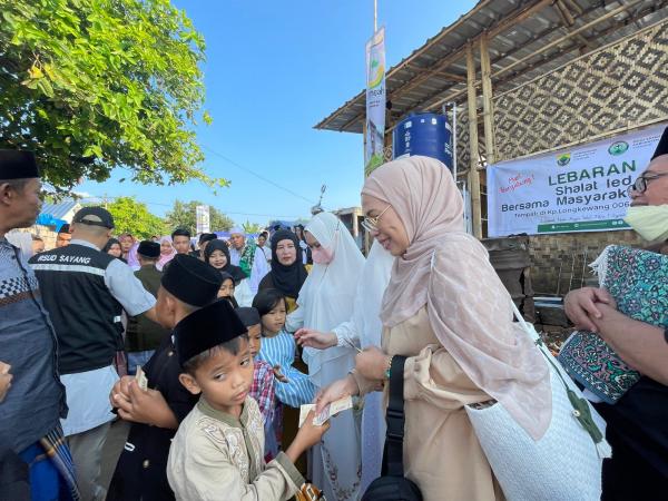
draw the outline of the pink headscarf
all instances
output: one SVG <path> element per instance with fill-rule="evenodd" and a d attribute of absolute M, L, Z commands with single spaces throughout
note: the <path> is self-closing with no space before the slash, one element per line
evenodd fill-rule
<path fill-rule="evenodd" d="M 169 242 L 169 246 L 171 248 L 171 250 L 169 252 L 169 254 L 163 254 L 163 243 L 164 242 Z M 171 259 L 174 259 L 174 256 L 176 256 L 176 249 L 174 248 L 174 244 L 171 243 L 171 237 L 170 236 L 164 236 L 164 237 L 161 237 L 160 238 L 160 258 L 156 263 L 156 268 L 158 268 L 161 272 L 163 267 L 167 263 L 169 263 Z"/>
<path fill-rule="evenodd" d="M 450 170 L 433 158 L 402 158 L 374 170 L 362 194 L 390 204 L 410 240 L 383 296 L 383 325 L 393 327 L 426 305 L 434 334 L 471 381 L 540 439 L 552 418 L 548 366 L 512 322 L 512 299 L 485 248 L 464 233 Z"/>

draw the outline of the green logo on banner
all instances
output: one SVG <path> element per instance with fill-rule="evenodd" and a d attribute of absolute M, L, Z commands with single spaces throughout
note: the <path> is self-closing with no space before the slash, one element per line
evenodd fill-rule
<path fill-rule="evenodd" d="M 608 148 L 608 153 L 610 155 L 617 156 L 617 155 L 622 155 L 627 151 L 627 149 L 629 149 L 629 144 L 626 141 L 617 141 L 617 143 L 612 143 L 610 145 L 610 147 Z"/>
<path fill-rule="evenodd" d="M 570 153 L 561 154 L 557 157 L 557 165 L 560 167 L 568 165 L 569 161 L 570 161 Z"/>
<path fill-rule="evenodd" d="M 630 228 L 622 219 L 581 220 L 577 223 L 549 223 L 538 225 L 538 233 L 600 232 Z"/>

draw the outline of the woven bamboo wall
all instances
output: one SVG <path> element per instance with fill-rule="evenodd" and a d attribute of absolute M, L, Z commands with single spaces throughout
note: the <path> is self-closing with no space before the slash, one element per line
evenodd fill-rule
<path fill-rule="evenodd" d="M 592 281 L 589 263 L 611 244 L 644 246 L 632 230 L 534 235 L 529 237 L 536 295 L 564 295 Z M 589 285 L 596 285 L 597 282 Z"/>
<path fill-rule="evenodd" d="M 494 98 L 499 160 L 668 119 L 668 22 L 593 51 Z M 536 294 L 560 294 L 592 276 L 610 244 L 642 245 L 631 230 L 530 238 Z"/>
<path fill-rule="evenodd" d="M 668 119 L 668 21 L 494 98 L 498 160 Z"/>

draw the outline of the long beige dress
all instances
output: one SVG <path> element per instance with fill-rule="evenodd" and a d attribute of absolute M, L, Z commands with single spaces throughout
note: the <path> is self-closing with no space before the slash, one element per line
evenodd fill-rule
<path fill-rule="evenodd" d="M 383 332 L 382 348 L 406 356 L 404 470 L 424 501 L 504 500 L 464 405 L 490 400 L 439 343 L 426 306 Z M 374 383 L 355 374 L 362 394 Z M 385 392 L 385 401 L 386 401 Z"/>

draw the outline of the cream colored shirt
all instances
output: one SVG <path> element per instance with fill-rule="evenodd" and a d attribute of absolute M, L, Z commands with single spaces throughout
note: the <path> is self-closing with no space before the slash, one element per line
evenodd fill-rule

# # # # #

Shift every coordinate in the answers by 28, and reproduce the part of the data that opens with the line containing "draw the outline of the long beige dress" and closes with the last line of the data. Include the requests unchanged.

draw the outline of the long beige dress
all instances
output: one SVG <path> element per instance with fill-rule="evenodd" and a d attribute of absolute M, L, Z commands with single spaces throughout
note: the <path> is self-closing with no space before the slash, one element per line
evenodd fill-rule
<path fill-rule="evenodd" d="M 411 360 L 410 376 L 434 384 L 432 498 L 452 529 L 532 528 L 492 433 L 518 428 L 467 371 L 454 334 Z M 402 411 L 383 402 L 390 422 Z M 413 420 L 413 429 L 414 429 Z"/>

draw the outline of the cream colored shirt
all instances
output: one SVG <path> element per instance with fill-rule="evenodd" and a d attribute of absolute M, L, Z commands with single spaces throughout
note: the <path> is self-closing with no space before the slash, one element per line
evenodd fill-rule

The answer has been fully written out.